The listing, minus its pictures, is to be given again exactly.
━━━━━ MATERIAL FOR THE TASK ━━━━━
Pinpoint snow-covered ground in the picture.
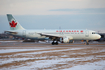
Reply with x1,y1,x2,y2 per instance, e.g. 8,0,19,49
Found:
0,48,57,53
0,46,105,70
64,60,105,70
0,49,41,53
0,41,21,42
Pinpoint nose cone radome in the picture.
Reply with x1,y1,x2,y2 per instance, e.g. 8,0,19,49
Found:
98,35,101,39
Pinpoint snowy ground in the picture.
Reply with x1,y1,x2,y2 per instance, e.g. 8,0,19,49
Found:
0,44,105,70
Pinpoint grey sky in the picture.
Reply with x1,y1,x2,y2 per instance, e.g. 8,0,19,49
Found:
0,0,105,33
0,0,105,15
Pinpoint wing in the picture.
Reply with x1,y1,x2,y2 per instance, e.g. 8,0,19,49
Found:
38,33,63,39
38,33,73,40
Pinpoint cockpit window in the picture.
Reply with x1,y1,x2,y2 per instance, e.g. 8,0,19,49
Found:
92,32,97,34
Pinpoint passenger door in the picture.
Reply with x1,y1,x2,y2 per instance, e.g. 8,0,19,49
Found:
85,30,89,37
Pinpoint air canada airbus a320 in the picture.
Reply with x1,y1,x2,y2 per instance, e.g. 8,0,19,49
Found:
5,14,101,45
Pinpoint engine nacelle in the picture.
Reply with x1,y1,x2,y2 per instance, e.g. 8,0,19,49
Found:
63,37,70,43
60,36,73,43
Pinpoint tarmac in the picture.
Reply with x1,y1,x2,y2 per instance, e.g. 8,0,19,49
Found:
0,41,105,70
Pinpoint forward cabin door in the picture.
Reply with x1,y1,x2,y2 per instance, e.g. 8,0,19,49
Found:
85,30,89,37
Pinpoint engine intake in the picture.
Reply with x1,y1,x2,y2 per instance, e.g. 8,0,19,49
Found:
60,36,73,43
63,37,69,43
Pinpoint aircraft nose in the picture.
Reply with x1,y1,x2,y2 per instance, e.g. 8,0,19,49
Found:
98,35,101,39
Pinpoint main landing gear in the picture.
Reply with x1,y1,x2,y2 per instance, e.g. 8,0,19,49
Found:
52,40,58,45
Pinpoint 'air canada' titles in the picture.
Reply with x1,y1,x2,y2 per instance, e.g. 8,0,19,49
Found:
56,30,83,32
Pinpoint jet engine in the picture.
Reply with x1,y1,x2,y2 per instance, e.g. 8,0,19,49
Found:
60,36,73,43
63,37,70,43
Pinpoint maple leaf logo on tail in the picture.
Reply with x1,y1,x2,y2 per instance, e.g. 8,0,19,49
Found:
9,21,17,27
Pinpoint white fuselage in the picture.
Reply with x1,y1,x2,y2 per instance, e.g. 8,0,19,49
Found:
8,29,101,41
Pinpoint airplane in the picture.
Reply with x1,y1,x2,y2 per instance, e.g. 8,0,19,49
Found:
5,14,101,45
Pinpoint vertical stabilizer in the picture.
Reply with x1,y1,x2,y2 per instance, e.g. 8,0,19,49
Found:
7,14,25,30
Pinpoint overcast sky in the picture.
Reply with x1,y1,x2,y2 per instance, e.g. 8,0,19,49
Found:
0,0,105,33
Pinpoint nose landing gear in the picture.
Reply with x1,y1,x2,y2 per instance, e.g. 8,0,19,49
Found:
85,40,89,45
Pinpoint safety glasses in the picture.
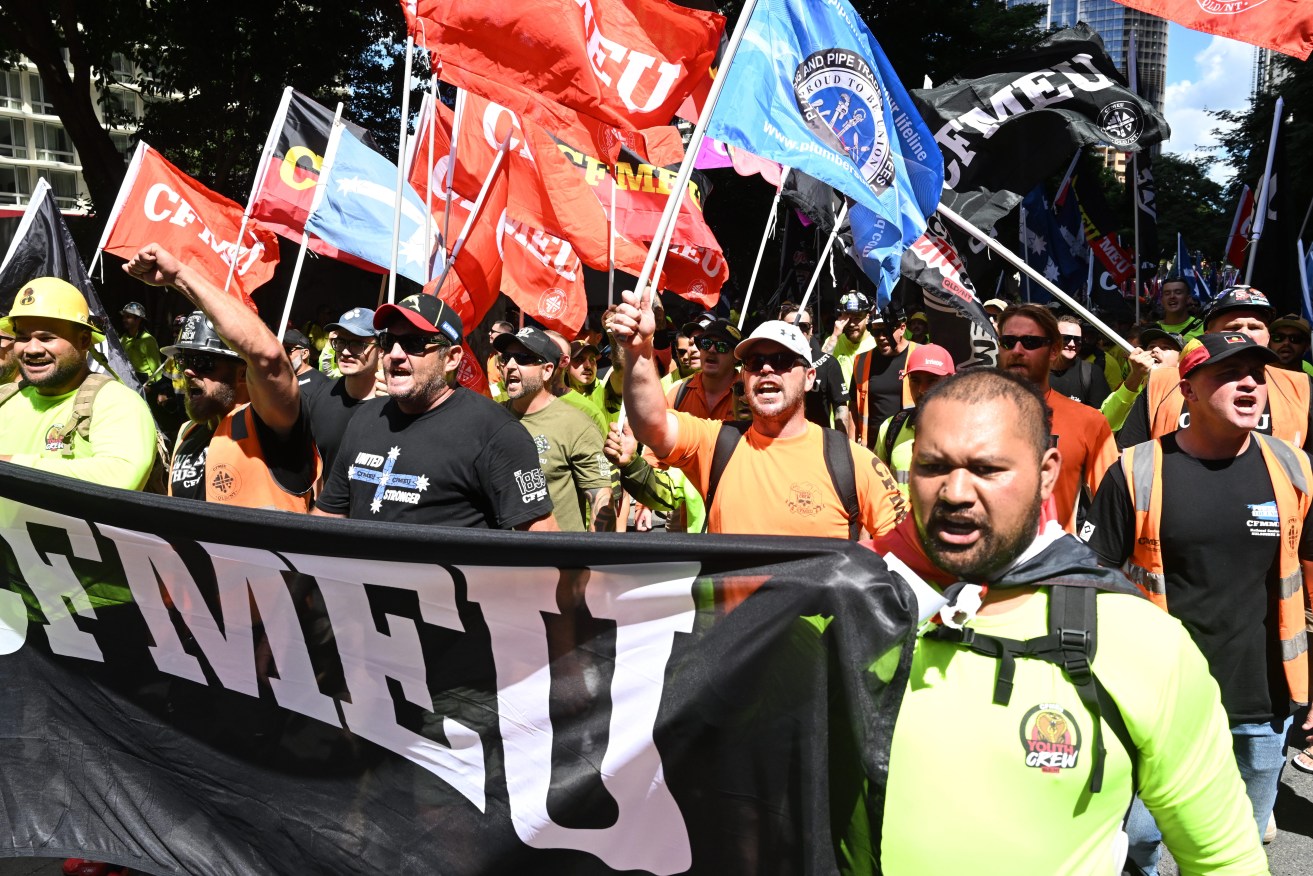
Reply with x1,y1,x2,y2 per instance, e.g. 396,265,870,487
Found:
377,331,449,356
176,352,225,375
695,335,733,354
999,334,1053,351
742,351,806,373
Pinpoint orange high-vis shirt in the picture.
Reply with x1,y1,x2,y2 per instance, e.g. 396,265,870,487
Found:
1046,388,1118,534
660,411,907,537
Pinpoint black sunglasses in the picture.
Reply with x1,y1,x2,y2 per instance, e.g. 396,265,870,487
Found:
176,352,225,375
330,336,376,355
999,334,1053,351
1060,334,1082,347
742,351,806,373
795,321,813,334
695,335,733,354
377,330,450,356
499,349,545,366
1272,332,1307,344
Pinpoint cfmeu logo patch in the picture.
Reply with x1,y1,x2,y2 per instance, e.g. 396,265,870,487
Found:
1019,704,1082,774
792,49,894,194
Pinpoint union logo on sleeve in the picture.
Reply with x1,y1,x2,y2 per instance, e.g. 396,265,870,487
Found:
━━━━━
> [WRITTEN RESPONSE]:
Pinpoint snow-covered ground in the picture.
Reply with x1,y1,x2,y2 per instance, e.g. 8,0,19,49
Found:
0,48,57,53
0,46,105,70
64,60,105,70
0,49,41,53
0,41,21,42
Pinpoint nose cone radome in the picture.
Reply with x1,y1,x2,y2 per instance, e.g. 8,0,19,49
Found:
98,35,101,39
Pinpoint snowy ground in the picture.
Reply with x1,y1,x2,y2 per instance, e.g. 8,0,19,49
Found:
0,44,105,70
Pinpoint grey sky in the picture.
Reply with x1,y1,x2,y2 per instance, e.g. 8,0,19,49
Found:
0,0,105,33
0,0,105,15
Pinpoint wing in the picture.
Reply with x1,y1,x2,y2 per instance, e.g. 8,0,19,49
Found:
38,33,63,39
38,33,73,40
Pinpoint cockpit window in the picture.
Reply with x1,y1,x2,y2 per instance, e.g. 8,0,19,49
Found:
92,32,97,34
Pinpoint passenger door in the picture.
Reply with x1,y1,x2,y2 per instance, e.g. 8,0,19,49
Found:
85,30,89,37
Pinpoint air canada airbus a320 in the picture.
Reply with x1,y1,x2,y2 per instance, e.g. 8,0,19,49
Found:
5,14,101,45
Pinpoint engine nacelle in the picture.
Reply with x1,y1,x2,y2 per instance, e.g. 8,0,19,49
Found:
63,37,70,43
60,36,73,43
Pinpoint tarmac in the picture.
Reply with x1,y1,x2,y2 per instance, e.g. 8,0,19,49
Found:
0,41,105,70
Pinpoint forward cabin door in the picture.
Reply with x1,y1,x2,y2 per instance, e.g. 8,0,19,49
Found:
85,30,89,37
Pinpoint engine intake in the picture.
Reply with x1,y1,x2,y2 per instance, e.g. 8,0,19,49
Found:
60,36,73,43
63,37,69,43
Pinpoint aircraft nose in the picture.
Reply with x1,y1,x2,y2 per instance, e.g. 8,0,19,49
Found:
98,35,101,39
Pinpoint main landing gear in the picture.
Reply with x1,y1,x2,y2 per instance, e.g. 8,0,19,49
Found:
52,40,58,45
Pinpoint 'air canada' titles in the picture.
Reply with x1,y1,x2,y2 per instance, e.g. 8,0,19,49
Found:
56,30,83,32
Pinpoint jet engine in the picture.
Reply with x1,y1,x2,y2 per instance, e.g. 8,0,19,49
Found:
60,36,73,43
63,37,70,43
Pinpoint maple leaf logo on tail in the picture.
Reply with x1,y1,x2,y2 per instance, e.g. 8,0,19,49
Found:
9,21,17,27
Pinpoint white fuselage in the picture.
Reply with x1,y1,x2,y2 per instance, e.g. 8,0,19,49
Found:
8,29,101,41
Pinpoint airplane in the picture.
Reply with x1,y1,x2,y2 per instance, e.g. 8,0,19,49
Found:
5,14,101,45
Pinpoint vertical stabilizer in the picture.
Reply with x1,y1,x2,y2 per instance, e.g. 8,0,19,49
Found:
7,14,25,30
Pinpoint overcast sky in the picture.
Reply with x1,y1,x2,y2 per instance, e.g. 8,0,19,49
Found:
0,0,105,33
Pinpoint nose landing gear in the picture.
Reply with x1,y1,x2,y2 per instance, e.g. 8,0,19,49
Found:
85,40,89,45
Pinpoint safety glasses in the picture.
Reply with x1,y1,x2,y2 per instance, e.g. 396,265,870,487
Found:
377,331,449,356
176,352,225,375
695,335,733,354
999,334,1053,351
742,351,806,373
Pinpoint orange high-vis shirt in the picture.
Reply with x1,y1,x2,y2 per instance, e.g. 396,265,870,487
Found:
1046,388,1118,534
660,411,907,537
Pinpoint black sunglasses in the picture.
Reply with x1,y1,x2,y2 per instance, e.g. 396,265,870,487
Found:
176,352,225,375
330,336,376,355
999,334,1053,351
1060,334,1082,347
742,351,806,373
795,321,813,334
695,335,733,354
377,330,450,356
499,349,545,366
1272,332,1307,344
Pinpoint cfmeu logo patch in the picture.
Reply with x1,y1,x2,y2 per instance, e.g. 396,265,870,487
Found:
1019,704,1082,774
792,49,894,194
Pinpoint union logo on sleeve in the picture.
Reply with x1,y1,x2,y2 per instance, e.g. 396,265,870,487
Found:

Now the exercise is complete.